Dexamethasone has been described as an adjuvant that prolongs the duration of several types of peripheral nerve blocks. Its effect may vary based on several factors, including the type of block, the local anesthetic used, and whether it is administered perineurally or intravenously (IV). A recent study assessed the impact of IV dexamethasone on an axillary plexus block with ropivacaine. This study was timely as concerns have been raised recently regarding the safety of off-label use of perineural dexamethasone.
The axillary brachial plexus block with dexamethasone (ADEXA) study was a double-blind, randomized, placebo-controlled study of 98 patients scheduled for hand or forearm surgery. Patients were randomized to receive an IV bolus of either 8 mg/2 mL of dexamethasone or 2 mL of saline (control group) at the time of axillary plexus block placement. The syringe with either dexamethasone or saline was prepared by an independent staff member; thus, its content was blinded to both the investigator and patient. For the axillary plexus block, 0.125 mL/kg of 0.475% ropivacaine was injected under ultrasound guidance (to a maximum of 40 mL). No additional intraoperative analgesic was used.
A total of 100 patients were initially enrolled, resulting in 50 patients randomized to each study group. However, 2 patients in the dexamethasone group were excluded from the final analysis because of either consent withdrawal or lack of study drug availability. The primary outcome was the time of first analgesic administered after axillary plexus block. Secondary outcomes included motor and sensory block duration, use of postoperative analgesics during the initial 48-hour postoperative period, and block-related complications.
• • •
> Problem: Write the next part of the passage on intravenous dexamethasone and the axillary plexus block, starting after its final sentence.

> Stored dataset lines:
• • •
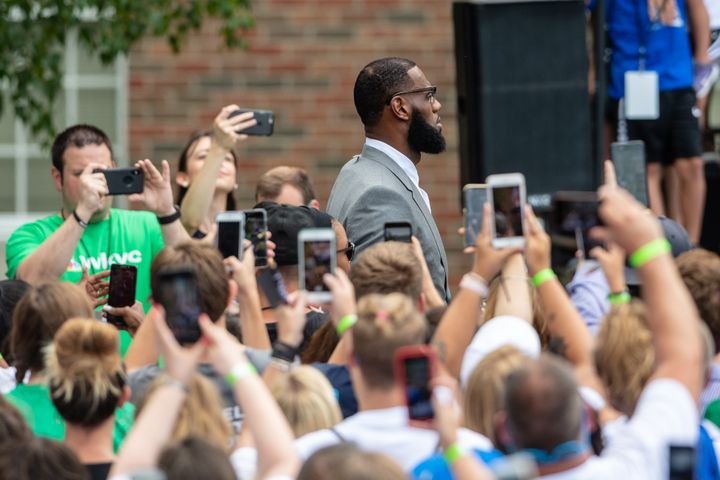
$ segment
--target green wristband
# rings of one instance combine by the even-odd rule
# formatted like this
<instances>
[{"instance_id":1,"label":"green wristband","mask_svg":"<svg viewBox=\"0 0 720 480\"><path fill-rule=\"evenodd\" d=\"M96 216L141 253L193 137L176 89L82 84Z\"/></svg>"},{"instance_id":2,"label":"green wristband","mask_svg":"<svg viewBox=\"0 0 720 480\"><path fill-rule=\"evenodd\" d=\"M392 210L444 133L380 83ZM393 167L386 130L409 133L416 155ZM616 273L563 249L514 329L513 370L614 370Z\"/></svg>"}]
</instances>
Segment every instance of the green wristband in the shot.
<instances>
[{"instance_id":1,"label":"green wristband","mask_svg":"<svg viewBox=\"0 0 720 480\"><path fill-rule=\"evenodd\" d=\"M552 280L553 278L557 278L557 275L555 275L555 272L552 271L552 268L545 268L533 275L532 282L535 287L539 287L543 283L547 282L548 280Z\"/></svg>"},{"instance_id":2,"label":"green wristband","mask_svg":"<svg viewBox=\"0 0 720 480\"><path fill-rule=\"evenodd\" d=\"M233 365L228 374L225 375L225 380L228 382L228 385L234 387L238 380L250 375L257 375L255 366L250 362L240 362Z\"/></svg>"},{"instance_id":3,"label":"green wristband","mask_svg":"<svg viewBox=\"0 0 720 480\"><path fill-rule=\"evenodd\" d=\"M630 266L640 268L660 255L670 252L672 252L672 246L667 238L655 239L638 248L635 253L630 255Z\"/></svg>"},{"instance_id":4,"label":"green wristband","mask_svg":"<svg viewBox=\"0 0 720 480\"><path fill-rule=\"evenodd\" d=\"M342 336L343 333L350 330L353 327L353 325L355 325L356 323L357 323L357 315L355 315L354 313L348 313L343 318L341 318L340 321L338 322L337 328L335 329L335 331L338 334L338 337Z\"/></svg>"},{"instance_id":5,"label":"green wristband","mask_svg":"<svg viewBox=\"0 0 720 480\"><path fill-rule=\"evenodd\" d=\"M608 301L610 301L611 305L624 305L630 303L630 300L632 300L632 297L627 291L608 295Z\"/></svg>"},{"instance_id":6,"label":"green wristband","mask_svg":"<svg viewBox=\"0 0 720 480\"><path fill-rule=\"evenodd\" d=\"M452 465L453 463L464 457L466 453L467 450L461 447L459 443L454 442L445 449L445 452L443 452L443 458L448 463L448 465Z\"/></svg>"}]
</instances>

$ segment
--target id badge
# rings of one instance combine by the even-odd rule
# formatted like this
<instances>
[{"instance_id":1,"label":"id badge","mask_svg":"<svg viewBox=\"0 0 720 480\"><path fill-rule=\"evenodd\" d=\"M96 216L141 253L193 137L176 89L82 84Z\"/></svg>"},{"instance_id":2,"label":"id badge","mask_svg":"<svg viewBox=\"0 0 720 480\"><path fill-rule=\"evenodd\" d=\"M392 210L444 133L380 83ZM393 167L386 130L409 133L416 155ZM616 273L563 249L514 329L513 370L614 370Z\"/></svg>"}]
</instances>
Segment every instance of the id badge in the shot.
<instances>
[{"instance_id":1,"label":"id badge","mask_svg":"<svg viewBox=\"0 0 720 480\"><path fill-rule=\"evenodd\" d=\"M625 118L655 120L660 116L657 72L625 72Z\"/></svg>"}]
</instances>

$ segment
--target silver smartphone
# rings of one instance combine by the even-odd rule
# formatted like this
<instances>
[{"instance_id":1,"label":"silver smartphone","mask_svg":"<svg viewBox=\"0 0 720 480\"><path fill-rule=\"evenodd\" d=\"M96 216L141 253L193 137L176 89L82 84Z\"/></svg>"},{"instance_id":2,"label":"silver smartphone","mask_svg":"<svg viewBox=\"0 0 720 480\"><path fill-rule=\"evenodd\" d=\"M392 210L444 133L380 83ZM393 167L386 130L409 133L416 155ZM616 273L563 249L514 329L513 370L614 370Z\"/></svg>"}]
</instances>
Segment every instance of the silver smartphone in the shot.
<instances>
[{"instance_id":1,"label":"silver smartphone","mask_svg":"<svg viewBox=\"0 0 720 480\"><path fill-rule=\"evenodd\" d=\"M492 245L495 248L525 246L525 177L506 173L487 177L488 200L492 207Z\"/></svg>"},{"instance_id":2,"label":"silver smartphone","mask_svg":"<svg viewBox=\"0 0 720 480\"><path fill-rule=\"evenodd\" d=\"M474 246L480 235L483 209L487 202L487 185L468 183L463 187L463 216L465 217L465 246Z\"/></svg>"},{"instance_id":3,"label":"silver smartphone","mask_svg":"<svg viewBox=\"0 0 720 480\"><path fill-rule=\"evenodd\" d=\"M308 300L327 303L332 293L323 275L335 273L337 253L335 231L332 228L306 228L298 235L298 280L300 290L308 293Z\"/></svg>"}]
</instances>

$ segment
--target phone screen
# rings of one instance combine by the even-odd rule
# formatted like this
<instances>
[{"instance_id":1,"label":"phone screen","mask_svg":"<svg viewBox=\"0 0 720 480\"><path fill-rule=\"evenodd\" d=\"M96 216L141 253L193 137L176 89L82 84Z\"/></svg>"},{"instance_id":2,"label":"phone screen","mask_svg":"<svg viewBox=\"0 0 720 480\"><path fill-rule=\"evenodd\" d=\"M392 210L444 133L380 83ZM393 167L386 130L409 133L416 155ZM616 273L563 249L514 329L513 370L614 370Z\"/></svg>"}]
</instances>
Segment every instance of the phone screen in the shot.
• • •
> Answer area:
A total of 6 patients (12.5%) in the dexamethasone group and 2 patients (4%) in the control group required no additional analgesic dose in the first 48 hours postoperatively. Of the remaining patients, the time to first analgesic intake after axillary plexus block was longer in the dexamethasone group than in the control group (20.9 vs 14.7 hours, respectively). Times to motor and sensory recovery were also longer in the dexamethasone group compared with those in the control group. Fewer patients in the dexamethasone group required analgesic drugs (acetaminophen, ketoprofen, or tramadol) in the first 48 hours postoperatively compared with those in the control group. Blood glucose levels 2 hours after axillary plexus block were higher in the dexamethasone group, although the difference between groups was unlikely to be clinically important.
In summary, the addition of IV dexamethasone to an axillary plexus block significantly prolongs block duration and therefore reduces postoperative analgesic use. Further studies are necessary to delineate weight-based dosing of dexamethasone, as well as to evaluate the impact of using lower doses of local anesthetic agents.
1. Clement JC, Besch G, Puyraveau M, et al. Clinical effectiveness of single dose of intravenous dexamethasone on the duration of ropivacaine axillary brachial plexus block: the randomized placebo-controlled ADEXA trial. Reg Anesth Pain Med. 2019;44(3):370-374. doi: 10.1136/rapm-2018-100035.